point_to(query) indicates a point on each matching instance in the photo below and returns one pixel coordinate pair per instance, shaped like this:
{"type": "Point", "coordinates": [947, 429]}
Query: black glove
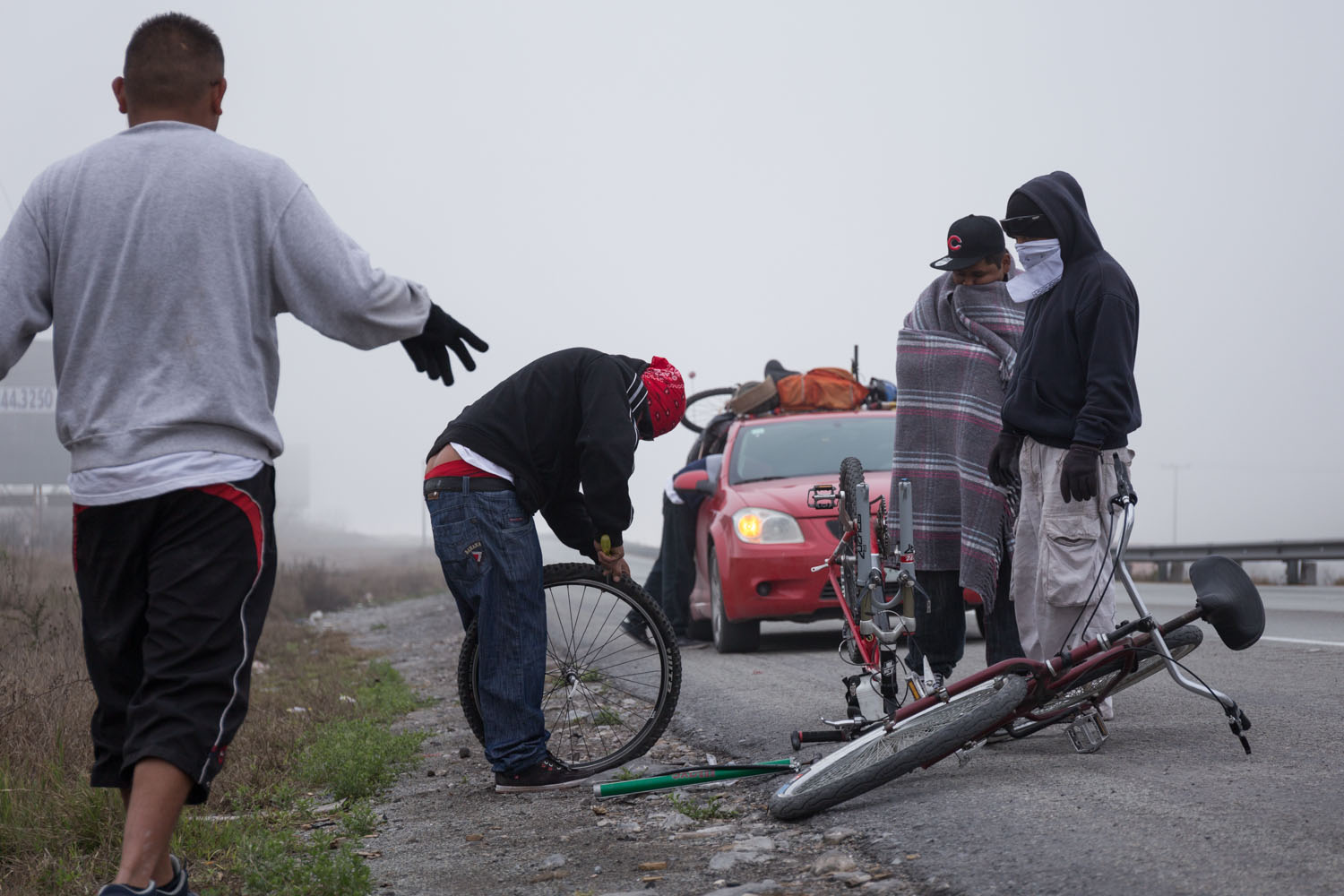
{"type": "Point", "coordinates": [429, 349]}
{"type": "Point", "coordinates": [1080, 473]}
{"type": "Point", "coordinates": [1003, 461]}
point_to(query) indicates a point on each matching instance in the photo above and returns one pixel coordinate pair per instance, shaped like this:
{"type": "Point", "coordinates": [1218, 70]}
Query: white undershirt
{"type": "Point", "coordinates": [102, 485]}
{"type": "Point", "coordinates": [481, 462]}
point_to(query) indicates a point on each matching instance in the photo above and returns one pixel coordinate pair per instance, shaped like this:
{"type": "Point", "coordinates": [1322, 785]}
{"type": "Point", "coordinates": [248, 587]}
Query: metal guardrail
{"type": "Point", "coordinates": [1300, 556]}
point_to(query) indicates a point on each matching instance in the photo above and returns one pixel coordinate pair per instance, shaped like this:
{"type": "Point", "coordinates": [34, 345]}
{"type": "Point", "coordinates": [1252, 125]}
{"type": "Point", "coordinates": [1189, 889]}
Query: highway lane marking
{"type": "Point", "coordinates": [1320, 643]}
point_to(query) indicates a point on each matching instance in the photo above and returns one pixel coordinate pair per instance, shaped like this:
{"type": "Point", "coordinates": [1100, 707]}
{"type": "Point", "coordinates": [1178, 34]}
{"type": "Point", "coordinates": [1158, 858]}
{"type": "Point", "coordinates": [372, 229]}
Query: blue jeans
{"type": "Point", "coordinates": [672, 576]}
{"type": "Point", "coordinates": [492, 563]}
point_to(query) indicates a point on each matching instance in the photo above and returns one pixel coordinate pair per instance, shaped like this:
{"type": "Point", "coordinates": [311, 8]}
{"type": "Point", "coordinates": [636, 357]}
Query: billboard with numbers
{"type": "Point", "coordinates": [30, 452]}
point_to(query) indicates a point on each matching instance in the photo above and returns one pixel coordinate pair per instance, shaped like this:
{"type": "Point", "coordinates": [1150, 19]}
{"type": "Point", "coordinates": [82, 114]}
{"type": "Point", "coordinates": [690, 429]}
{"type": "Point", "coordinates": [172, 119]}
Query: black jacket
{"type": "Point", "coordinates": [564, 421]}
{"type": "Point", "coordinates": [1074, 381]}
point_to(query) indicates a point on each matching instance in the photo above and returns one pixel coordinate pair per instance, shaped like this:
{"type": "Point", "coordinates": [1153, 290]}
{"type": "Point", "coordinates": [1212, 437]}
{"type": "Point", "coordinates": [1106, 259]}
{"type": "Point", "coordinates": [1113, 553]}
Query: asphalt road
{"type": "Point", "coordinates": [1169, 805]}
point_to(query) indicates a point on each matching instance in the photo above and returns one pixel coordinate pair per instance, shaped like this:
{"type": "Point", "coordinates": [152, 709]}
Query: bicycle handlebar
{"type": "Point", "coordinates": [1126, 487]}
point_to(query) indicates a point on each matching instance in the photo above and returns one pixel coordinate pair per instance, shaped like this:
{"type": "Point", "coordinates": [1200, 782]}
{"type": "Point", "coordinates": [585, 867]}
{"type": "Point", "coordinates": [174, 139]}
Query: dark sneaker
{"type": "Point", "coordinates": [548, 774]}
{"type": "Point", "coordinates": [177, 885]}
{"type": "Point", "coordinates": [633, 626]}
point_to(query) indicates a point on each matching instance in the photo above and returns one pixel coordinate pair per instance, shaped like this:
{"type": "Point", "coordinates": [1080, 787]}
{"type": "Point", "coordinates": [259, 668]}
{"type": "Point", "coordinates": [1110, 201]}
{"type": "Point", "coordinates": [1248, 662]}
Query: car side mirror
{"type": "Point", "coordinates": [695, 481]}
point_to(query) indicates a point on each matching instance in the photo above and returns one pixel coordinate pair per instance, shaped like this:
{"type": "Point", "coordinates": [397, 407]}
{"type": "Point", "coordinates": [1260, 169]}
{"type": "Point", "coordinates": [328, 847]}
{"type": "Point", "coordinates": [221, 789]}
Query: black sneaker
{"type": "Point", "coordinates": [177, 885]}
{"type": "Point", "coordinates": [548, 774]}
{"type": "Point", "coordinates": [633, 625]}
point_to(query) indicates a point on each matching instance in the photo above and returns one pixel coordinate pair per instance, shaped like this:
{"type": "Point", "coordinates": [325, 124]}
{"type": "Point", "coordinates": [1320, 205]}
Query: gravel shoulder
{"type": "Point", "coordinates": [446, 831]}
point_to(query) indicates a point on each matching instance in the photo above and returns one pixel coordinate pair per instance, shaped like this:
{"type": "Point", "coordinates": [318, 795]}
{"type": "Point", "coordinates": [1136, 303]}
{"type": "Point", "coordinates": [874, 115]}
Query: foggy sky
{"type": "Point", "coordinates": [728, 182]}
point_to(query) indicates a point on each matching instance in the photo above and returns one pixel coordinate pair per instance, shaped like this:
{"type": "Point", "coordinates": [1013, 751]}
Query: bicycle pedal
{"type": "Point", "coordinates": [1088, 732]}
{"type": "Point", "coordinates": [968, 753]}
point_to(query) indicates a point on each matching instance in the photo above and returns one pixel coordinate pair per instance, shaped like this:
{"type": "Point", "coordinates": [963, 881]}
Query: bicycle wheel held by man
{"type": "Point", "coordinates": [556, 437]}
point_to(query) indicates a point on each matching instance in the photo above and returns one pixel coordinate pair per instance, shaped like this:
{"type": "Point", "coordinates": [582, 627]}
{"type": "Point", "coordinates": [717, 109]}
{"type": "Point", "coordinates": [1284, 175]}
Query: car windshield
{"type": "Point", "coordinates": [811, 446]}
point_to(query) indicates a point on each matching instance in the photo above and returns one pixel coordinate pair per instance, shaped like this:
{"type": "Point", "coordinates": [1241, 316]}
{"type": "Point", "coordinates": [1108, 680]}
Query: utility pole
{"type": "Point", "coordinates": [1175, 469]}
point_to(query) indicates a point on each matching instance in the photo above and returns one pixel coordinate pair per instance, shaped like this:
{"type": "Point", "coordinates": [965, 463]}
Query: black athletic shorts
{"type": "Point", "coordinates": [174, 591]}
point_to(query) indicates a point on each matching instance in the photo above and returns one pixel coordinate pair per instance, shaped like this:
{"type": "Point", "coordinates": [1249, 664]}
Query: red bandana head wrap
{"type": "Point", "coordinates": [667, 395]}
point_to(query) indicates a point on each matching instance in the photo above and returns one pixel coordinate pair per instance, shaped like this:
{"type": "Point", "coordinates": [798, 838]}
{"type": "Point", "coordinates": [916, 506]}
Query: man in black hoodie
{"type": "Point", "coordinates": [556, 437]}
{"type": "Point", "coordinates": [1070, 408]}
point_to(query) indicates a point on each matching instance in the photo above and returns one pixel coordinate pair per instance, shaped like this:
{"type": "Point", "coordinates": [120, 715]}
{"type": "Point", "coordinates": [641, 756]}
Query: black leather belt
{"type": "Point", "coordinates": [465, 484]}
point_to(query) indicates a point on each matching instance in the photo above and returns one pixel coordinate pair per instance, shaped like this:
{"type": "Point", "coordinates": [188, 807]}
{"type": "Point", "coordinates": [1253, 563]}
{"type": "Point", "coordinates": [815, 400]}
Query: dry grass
§ §
YOUR GOAL: Copy the listing in full and without alteration, omitting every picture.

COMPLETED EXERCISE:
point_to(query) indicates a point on each matching instance in the photo below and returns one pixel coordinate pair per instance, shaped like this:
{"type": "Point", "coordinates": [947, 429]}
Query: black glove
{"type": "Point", "coordinates": [429, 349]}
{"type": "Point", "coordinates": [1080, 473]}
{"type": "Point", "coordinates": [1003, 461]}
point_to(query) indicates a point on each matching instance in the photo above and returns one pixel coordinate pair per instance, shaped like this:
{"type": "Point", "coordinates": [1218, 70]}
Query: white undershirt
{"type": "Point", "coordinates": [102, 485]}
{"type": "Point", "coordinates": [481, 462]}
point_to(query) indicates a point on each matching instance in the photo above and returns one pixel coordinate pair per instance, shaped like this:
{"type": "Point", "coordinates": [1322, 785]}
{"type": "Point", "coordinates": [248, 587]}
Query: metal guardrail
{"type": "Point", "coordinates": [1300, 556]}
point_to(query) indicates a point on each matching instance in the photo above and returns one pixel coordinate pair per instance, shaped like this:
{"type": "Point", "coordinates": [34, 345]}
{"type": "Point", "coordinates": [1252, 125]}
{"type": "Point", "coordinates": [1189, 889]}
Query: highway lane marking
{"type": "Point", "coordinates": [1320, 643]}
point_to(query) indicates a point on each matching instance in the photo above and returns one pixel coordinate pair per instance, shaped like this:
{"type": "Point", "coordinates": [1100, 707]}
{"type": "Point", "coordinates": [1178, 34]}
{"type": "Point", "coordinates": [1158, 858]}
{"type": "Point", "coordinates": [372, 229]}
Query: blue jeans
{"type": "Point", "coordinates": [672, 576]}
{"type": "Point", "coordinates": [492, 563]}
point_to(query) indicates a point on each matching instance in the photo above and returns one pixel coordinate pair per instance, shaped like this:
{"type": "Point", "coordinates": [311, 8]}
{"type": "Point", "coordinates": [636, 357]}
Query: billboard with numbers
{"type": "Point", "coordinates": [30, 452]}
point_to(query) indicates a point on each matching instance in the photo above and returns one pixel coordinate pair per instance, shaped like this:
{"type": "Point", "coordinates": [1150, 19]}
{"type": "Point", "coordinates": [82, 114]}
{"type": "Point", "coordinates": [690, 429]}
{"type": "Point", "coordinates": [172, 119]}
Query: black jacket
{"type": "Point", "coordinates": [564, 421]}
{"type": "Point", "coordinates": [1074, 381]}
point_to(query) indicates a point on each matching instance in the photo above and returns one pixel coordinate pair per instance, shaped like this:
{"type": "Point", "coordinates": [1153, 290]}
{"type": "Point", "coordinates": [1212, 437]}
{"type": "Point", "coordinates": [1106, 259]}
{"type": "Point", "coordinates": [1113, 553]}
Query: asphalt road
{"type": "Point", "coordinates": [1169, 805]}
point_to(query) indicates a point on each matching instance in the photo above and returns one pixel coordinate pair per instance, shaped like this:
{"type": "Point", "coordinates": [152, 709]}
Query: bicycle handlebar
{"type": "Point", "coordinates": [1126, 487]}
point_to(query) indicates a point on each matching instance in the photo above and returns one pixel coordinate pair per instance, shaped like this:
{"type": "Point", "coordinates": [1200, 782]}
{"type": "Point", "coordinates": [585, 867]}
{"type": "Point", "coordinates": [174, 139]}
Query: dark sneaker
{"type": "Point", "coordinates": [548, 774]}
{"type": "Point", "coordinates": [177, 885]}
{"type": "Point", "coordinates": [633, 626]}
point_to(query) indicates a point on each matching instance in the photo above and returns one pixel coordinate pair per instance, shaped like this:
{"type": "Point", "coordinates": [1080, 787]}
{"type": "Point", "coordinates": [259, 668]}
{"type": "Point", "coordinates": [1110, 201]}
{"type": "Point", "coordinates": [1248, 662]}
Query: car side mirror
{"type": "Point", "coordinates": [695, 481]}
point_to(query) indicates a point on each matching instance in the photo above and returns one pixel coordinate pair per instance, shaped like this:
{"type": "Point", "coordinates": [397, 407]}
{"type": "Point", "coordinates": [1260, 169]}
{"type": "Point", "coordinates": [328, 847]}
{"type": "Point", "coordinates": [221, 789]}
Query: black sneaker
{"type": "Point", "coordinates": [177, 885]}
{"type": "Point", "coordinates": [548, 774]}
{"type": "Point", "coordinates": [633, 625]}
point_to(query) indicates a point on each matching instance in the photo above and returns one pixel coordinate pair per instance, shaped like this:
{"type": "Point", "coordinates": [325, 124]}
{"type": "Point", "coordinates": [1320, 205]}
Query: gravel shoulder
{"type": "Point", "coordinates": [446, 831]}
point_to(query) indicates a point on each matching instance in the photo above and returns one pixel coordinate pair per instance, shaped like this:
{"type": "Point", "coordinates": [318, 795]}
{"type": "Point", "coordinates": [1136, 303]}
{"type": "Point", "coordinates": [874, 115]}
Query: foggy sky
{"type": "Point", "coordinates": [728, 182]}
point_to(query) indicates a point on each matching instance in the photo above and returns one pixel coordinate pair per instance, shaped like this:
{"type": "Point", "coordinates": [1013, 751]}
Query: bicycle pedal
{"type": "Point", "coordinates": [1088, 732]}
{"type": "Point", "coordinates": [968, 753]}
point_to(query) indicates a point on each matching instance in the photo above and returns one pixel coordinate pair per instance, shaped like this:
{"type": "Point", "coordinates": [963, 881]}
Query: bicycle wheel held by man
{"type": "Point", "coordinates": [556, 437]}
point_to(query) indicates a point on each matching instance in the photo above and returns one pixel coordinate pair per instance, shaped like this:
{"type": "Point", "coordinates": [582, 627]}
{"type": "Point", "coordinates": [717, 109]}
{"type": "Point", "coordinates": [1284, 175]}
Query: car windshield
{"type": "Point", "coordinates": [811, 446]}
point_to(query) indicates a point on each matching instance in the photo above and returns one pixel coordinate pair per instance, shaped like this:
{"type": "Point", "coordinates": [1241, 316]}
{"type": "Point", "coordinates": [1108, 680]}
Query: utility pole
{"type": "Point", "coordinates": [1175, 469]}
point_to(query) indicates a point on each matching instance in the photo above and returns one pixel coordinate pair per instance, shaped like this:
{"type": "Point", "coordinates": [965, 463]}
Query: black athletic shorts
{"type": "Point", "coordinates": [174, 591]}
point_to(query) indicates a point on each matching instance in the photo above and returns one pixel coordinate pair per instance, shaped like this:
{"type": "Point", "coordinates": [1249, 664]}
Query: red bandana head wrap
{"type": "Point", "coordinates": [667, 395]}
point_to(query) indicates a point on each matching instance in the photo above and returns one pixel coordinate pair per instance, shaped like this:
{"type": "Point", "coordinates": [798, 838]}
{"type": "Point", "coordinates": [916, 506]}
Query: man in black hoodie
{"type": "Point", "coordinates": [556, 437]}
{"type": "Point", "coordinates": [1070, 408]}
point_to(query) indicates a point on each matching instance in the photo above and returns one pixel coordinate pair per instance, shaped like this:
{"type": "Point", "coordinates": [120, 715]}
{"type": "Point", "coordinates": [641, 756]}
Query: black leather belt
{"type": "Point", "coordinates": [465, 484]}
point_to(query) indicates a point on each matching instance in the photo above and returns one pixel coordinate pair per instance, shaped like this:
{"type": "Point", "coordinates": [188, 807]}
{"type": "Point", "coordinates": [1253, 563]}
{"type": "Point", "coordinates": [815, 400]}
Query: dry grass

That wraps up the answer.